**Task details:** Report each line of the data below that contains the word "block". Case counts.

>> BEGIN

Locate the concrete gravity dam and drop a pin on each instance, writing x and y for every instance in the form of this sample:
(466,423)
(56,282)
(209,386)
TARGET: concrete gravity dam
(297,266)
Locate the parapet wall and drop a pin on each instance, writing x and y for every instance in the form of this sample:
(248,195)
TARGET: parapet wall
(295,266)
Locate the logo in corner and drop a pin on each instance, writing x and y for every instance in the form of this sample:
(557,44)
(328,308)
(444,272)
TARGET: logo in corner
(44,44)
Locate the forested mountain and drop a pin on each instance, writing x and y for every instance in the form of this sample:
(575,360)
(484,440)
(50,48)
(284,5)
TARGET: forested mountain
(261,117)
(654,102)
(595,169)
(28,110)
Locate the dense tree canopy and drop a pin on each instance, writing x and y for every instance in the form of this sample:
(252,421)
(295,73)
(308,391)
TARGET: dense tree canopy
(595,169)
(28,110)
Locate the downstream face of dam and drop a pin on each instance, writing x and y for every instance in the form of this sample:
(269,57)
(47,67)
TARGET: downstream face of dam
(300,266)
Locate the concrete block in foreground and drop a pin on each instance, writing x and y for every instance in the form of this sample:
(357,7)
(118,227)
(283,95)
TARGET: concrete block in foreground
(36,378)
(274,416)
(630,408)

>> END
>> BEGIN

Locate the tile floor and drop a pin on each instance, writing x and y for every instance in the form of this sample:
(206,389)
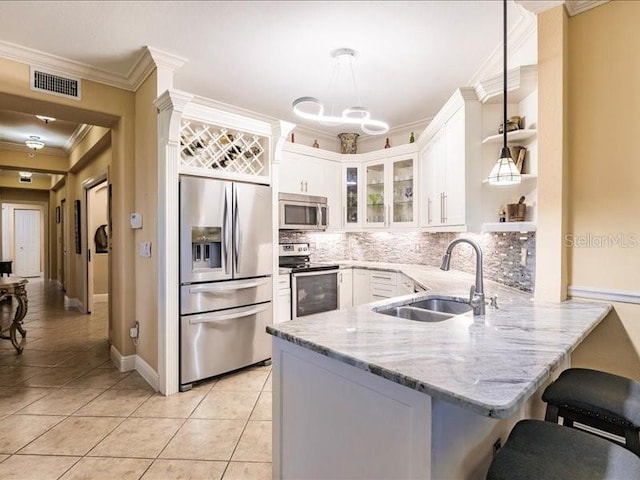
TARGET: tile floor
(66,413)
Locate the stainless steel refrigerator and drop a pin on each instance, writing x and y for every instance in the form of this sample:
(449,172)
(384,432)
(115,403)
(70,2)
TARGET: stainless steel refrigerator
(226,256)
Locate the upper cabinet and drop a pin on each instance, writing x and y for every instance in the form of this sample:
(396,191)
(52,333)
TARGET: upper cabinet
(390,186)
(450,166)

>> END

**Exercise output:**
Locate the concrete block in foreground and drop a pin on each instance, writing x and y for every instance in the form of this sample:
TARGET: concrete block in foreground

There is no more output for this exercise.